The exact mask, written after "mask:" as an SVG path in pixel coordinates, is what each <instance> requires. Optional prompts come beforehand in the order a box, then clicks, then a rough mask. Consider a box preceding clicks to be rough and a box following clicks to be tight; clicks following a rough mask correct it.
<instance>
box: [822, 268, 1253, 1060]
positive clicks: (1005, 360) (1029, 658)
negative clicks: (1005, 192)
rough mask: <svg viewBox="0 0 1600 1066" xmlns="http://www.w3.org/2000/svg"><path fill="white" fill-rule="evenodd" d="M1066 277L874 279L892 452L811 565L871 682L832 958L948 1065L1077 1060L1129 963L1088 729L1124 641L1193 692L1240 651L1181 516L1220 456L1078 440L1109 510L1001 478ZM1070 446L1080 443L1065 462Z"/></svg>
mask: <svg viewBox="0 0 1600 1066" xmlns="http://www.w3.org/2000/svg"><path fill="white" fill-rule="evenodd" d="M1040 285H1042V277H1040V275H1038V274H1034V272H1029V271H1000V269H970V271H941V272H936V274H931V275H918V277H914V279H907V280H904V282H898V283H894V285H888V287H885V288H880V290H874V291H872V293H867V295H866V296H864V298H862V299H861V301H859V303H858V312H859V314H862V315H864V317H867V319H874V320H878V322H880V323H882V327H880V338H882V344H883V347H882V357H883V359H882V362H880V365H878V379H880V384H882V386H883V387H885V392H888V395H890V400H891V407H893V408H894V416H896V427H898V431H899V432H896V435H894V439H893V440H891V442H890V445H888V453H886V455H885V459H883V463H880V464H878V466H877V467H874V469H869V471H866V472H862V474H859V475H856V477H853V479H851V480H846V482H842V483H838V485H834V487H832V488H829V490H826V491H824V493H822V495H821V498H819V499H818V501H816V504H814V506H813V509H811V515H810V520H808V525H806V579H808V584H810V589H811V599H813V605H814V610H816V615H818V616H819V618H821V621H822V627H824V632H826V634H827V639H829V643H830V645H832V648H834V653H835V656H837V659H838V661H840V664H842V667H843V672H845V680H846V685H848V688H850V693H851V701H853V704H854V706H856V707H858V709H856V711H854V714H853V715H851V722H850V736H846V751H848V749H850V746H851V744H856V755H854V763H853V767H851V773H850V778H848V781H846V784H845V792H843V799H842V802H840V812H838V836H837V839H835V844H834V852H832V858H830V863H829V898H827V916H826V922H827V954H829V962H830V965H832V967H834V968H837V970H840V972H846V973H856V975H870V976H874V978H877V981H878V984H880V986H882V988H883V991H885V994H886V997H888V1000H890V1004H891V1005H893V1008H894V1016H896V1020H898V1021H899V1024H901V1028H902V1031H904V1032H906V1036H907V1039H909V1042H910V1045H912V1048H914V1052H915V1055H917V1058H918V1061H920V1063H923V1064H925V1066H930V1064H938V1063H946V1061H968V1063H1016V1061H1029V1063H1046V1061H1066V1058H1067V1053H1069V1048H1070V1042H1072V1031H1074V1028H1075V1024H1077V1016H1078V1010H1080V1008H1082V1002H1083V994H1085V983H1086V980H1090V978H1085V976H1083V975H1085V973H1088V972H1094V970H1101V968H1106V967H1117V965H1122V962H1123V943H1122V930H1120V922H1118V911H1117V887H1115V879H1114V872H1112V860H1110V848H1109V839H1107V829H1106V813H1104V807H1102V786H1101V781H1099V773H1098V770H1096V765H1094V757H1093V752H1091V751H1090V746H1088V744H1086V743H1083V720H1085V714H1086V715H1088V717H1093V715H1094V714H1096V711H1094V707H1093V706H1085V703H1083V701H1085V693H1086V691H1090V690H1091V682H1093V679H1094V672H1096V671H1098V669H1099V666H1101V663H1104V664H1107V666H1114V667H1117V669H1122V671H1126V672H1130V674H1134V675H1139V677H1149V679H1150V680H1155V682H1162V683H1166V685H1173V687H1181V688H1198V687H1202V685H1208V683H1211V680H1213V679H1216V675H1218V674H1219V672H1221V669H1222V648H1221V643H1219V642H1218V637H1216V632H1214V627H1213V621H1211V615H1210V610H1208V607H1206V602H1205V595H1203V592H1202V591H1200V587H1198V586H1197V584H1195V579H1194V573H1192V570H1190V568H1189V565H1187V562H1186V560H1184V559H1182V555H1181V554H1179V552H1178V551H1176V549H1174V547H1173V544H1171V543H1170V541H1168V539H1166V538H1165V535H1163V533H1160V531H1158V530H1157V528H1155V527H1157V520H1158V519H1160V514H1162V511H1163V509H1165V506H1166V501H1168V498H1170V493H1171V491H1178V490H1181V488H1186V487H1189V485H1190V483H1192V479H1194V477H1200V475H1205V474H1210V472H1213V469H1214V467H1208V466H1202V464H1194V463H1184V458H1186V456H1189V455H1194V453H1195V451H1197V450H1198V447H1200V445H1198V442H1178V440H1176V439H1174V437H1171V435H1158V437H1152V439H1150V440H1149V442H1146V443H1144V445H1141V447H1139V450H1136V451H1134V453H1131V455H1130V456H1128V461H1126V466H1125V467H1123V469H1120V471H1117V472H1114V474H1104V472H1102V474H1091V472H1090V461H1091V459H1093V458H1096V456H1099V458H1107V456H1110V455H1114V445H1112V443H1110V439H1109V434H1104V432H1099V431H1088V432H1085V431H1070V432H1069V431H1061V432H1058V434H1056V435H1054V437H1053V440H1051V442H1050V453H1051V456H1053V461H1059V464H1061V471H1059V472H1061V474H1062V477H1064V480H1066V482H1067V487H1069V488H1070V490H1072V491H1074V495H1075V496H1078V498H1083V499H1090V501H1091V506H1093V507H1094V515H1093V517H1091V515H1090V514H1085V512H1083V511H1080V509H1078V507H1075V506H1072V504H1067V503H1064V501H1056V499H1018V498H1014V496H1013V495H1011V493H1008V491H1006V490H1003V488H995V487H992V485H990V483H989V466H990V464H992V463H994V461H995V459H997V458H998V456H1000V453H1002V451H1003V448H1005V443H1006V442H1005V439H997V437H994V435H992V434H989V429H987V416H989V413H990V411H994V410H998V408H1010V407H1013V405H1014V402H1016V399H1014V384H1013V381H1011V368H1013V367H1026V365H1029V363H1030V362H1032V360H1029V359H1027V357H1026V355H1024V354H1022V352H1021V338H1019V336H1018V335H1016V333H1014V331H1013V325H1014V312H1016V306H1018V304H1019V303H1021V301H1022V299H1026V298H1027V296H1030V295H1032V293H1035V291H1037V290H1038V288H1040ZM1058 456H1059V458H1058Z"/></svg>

+ + +

YOUR TASK: Please convert every line of the listing above into a JSON list of strings, one string per line and no entries for blank lines.

PROBLEM SOLUTION:
[
  "The exact mask, written after \"mask:\" as an SVG path in pixel coordinates, is what each <instance> requires. Optional prompts come beforehand in the order a box, then clicks, then a rough mask. Consider a box preceding clicks to be rough and a box following clicks to be tight; clicks following a rough mask correct it.",
  "<instance>",
  "box: [822, 268, 1253, 1060]",
  "positive clicks: (1005, 360) (1029, 658)",
  "negative clicks: (1005, 192)",
  "rough mask: <svg viewBox=\"0 0 1600 1066\" xmlns=\"http://www.w3.org/2000/svg\"><path fill=\"white\" fill-rule=\"evenodd\" d=\"M1066 277L874 279L892 452L811 565L871 682L832 958L948 1065L1077 1060L1129 963L1088 729L1124 641L1193 692L1240 651L1181 516L1220 456L1078 440L1109 510L1001 478ZM1070 446L1080 443L1065 462Z\"/></svg>",
  "mask: <svg viewBox=\"0 0 1600 1066\" xmlns=\"http://www.w3.org/2000/svg\"><path fill=\"white\" fill-rule=\"evenodd\" d=\"M1040 285H1042V277H1040V275H1038V274H1034V272H1029V271H1000V269H970V271H941V272H936V274H931V275H918V277H914V279H907V280H904V282H898V283H894V285H888V287H885V288H880V290H874V291H872V293H867V295H866V296H864V298H862V299H861V301H859V303H858V312H859V314H862V315H864V317H867V319H874V320H878V322H880V323H882V327H880V338H882V344H883V347H882V357H883V359H882V362H880V365H878V379H880V384H882V386H883V387H885V392H888V395H890V400H891V407H893V408H894V416H896V427H898V431H899V432H896V435H894V439H893V440H891V442H890V445H888V453H886V455H885V459H883V463H880V464H878V466H877V467H874V469H869V471H866V472H862V474H859V475H856V477H853V479H851V480H846V482H842V483H838V485H834V487H832V488H829V490H826V491H824V493H822V495H821V498H819V499H818V501H816V504H814V506H813V509H811V515H810V520H808V525H806V579H808V584H810V589H811V599H813V605H814V610H816V615H818V616H819V618H821V621H822V627H824V632H826V634H827V639H829V643H830V645H832V648H834V653H835V656H837V659H838V661H840V664H842V667H843V672H845V680H846V685H848V688H850V693H851V701H853V704H854V706H856V707H858V709H856V711H854V714H853V715H851V722H850V736H846V751H848V749H850V746H851V744H856V755H854V763H853V767H851V773H850V778H848V781H846V784H845V792H843V799H842V802H840V812H838V836H837V839H835V844H834V852H832V858H830V863H829V898H827V916H826V922H827V954H829V962H830V965H832V967H834V968H837V970H840V972H846V973H856V975H870V976H874V978H877V981H878V984H880V986H882V988H883V991H885V994H886V997H888V1000H890V1004H891V1005H893V1008H894V1016H896V1020H898V1021H899V1024H901V1028H902V1031H904V1032H906V1036H907V1039H909V1042H910V1045H912V1048H914V1052H915V1055H917V1058H918V1061H920V1063H923V1064H925V1066H930V1064H938V1063H946V1061H968V1063H1016V1061H1029V1063H1046V1061H1066V1058H1067V1053H1069V1048H1070V1042H1072V1031H1074V1028H1075V1024H1077V1016H1078V1010H1080V1008H1082V1002H1083V994H1085V983H1086V980H1090V978H1085V976H1083V975H1085V973H1088V972H1094V970H1101V968H1106V967H1117V965H1122V962H1123V943H1122V930H1120V922H1118V911H1117V887H1115V879H1114V872H1112V860H1110V848H1109V839H1107V829H1106V813H1104V807H1102V786H1101V781H1099V773H1098V770H1096V765H1094V757H1093V752H1091V751H1090V746H1088V744H1086V743H1083V720H1085V714H1086V715H1088V717H1093V715H1094V714H1096V711H1094V707H1093V706H1085V703H1083V701H1085V693H1086V691H1090V690H1091V682H1093V679H1094V672H1096V671H1098V669H1099V666H1101V663H1104V664H1107V666H1114V667H1117V669H1122V671H1126V672H1130V674H1134V675H1139V677H1149V679H1150V680H1155V682H1162V683H1166V685H1173V687H1181V688H1198V687H1202V685H1208V683H1211V680H1213V679H1216V675H1218V674H1219V672H1221V669H1222V648H1221V643H1219V642H1218V637H1216V632H1214V627H1213V621H1211V615H1210V610H1208V607H1206V602H1205V595H1203V592H1202V591H1200V587H1198V586H1197V584H1195V579H1194V573H1192V570H1190V568H1189V565H1187V562H1186V560H1184V559H1182V555H1181V554H1179V552H1178V551H1176V549H1174V547H1173V544H1171V543H1170V541H1168V539H1166V538H1165V535H1163V533H1160V531H1158V530H1157V528H1155V527H1157V520H1158V519H1160V514H1162V511H1163V509H1165V506H1166V501H1168V498H1170V493H1171V491H1178V490H1181V488H1186V487H1189V485H1190V483H1192V479H1194V477H1200V475H1205V474H1210V472H1213V469H1214V467H1208V466H1202V464H1194V463H1184V458H1186V456H1189V455H1194V453H1195V451H1197V450H1198V447H1200V445H1198V442H1178V440H1176V439H1174V437H1171V435H1158V437H1152V439H1150V440H1149V442H1146V443H1144V445H1141V447H1139V450H1136V451H1134V453H1131V455H1130V456H1128V461H1126V466H1125V467H1123V469H1120V471H1117V472H1114V474H1104V472H1102V474H1091V472H1090V461H1091V459H1093V458H1096V456H1099V458H1107V456H1110V455H1114V445H1112V443H1110V439H1109V434H1104V432H1099V431H1088V432H1085V431H1070V432H1069V431H1061V432H1058V434H1056V435H1054V437H1053V440H1051V442H1050V453H1051V456H1053V461H1059V464H1061V471H1059V472H1061V474H1062V477H1064V480H1066V482H1067V487H1069V488H1070V490H1072V491H1074V495H1075V496H1078V498H1083V499H1090V501H1091V506H1093V507H1094V515H1093V517H1091V515H1090V514H1085V512H1083V511H1080V509H1078V507H1075V506H1072V504H1067V503H1064V501H1056V499H1018V498H1014V496H1013V495H1011V493H1008V491H1006V490H1003V488H995V487H992V485H990V483H989V466H990V464H992V463H994V461H995V459H997V458H998V456H1000V453H1002V451H1003V448H1005V443H1006V442H1005V439H997V437H994V435H992V434H989V429H987V416H989V413H990V411H994V410H998V408H1010V407H1013V405H1014V402H1016V399H1014V384H1013V381H1011V368H1013V367H1026V365H1029V363H1030V362H1032V360H1029V359H1027V357H1026V355H1024V354H1022V352H1021V338H1019V336H1018V335H1016V333H1014V331H1013V325H1014V312H1016V306H1018V304H1019V303H1021V301H1022V299H1026V298H1027V296H1030V295H1032V293H1035V291H1037V290H1038V288H1040ZM1058 456H1059V458H1058Z\"/></svg>"
]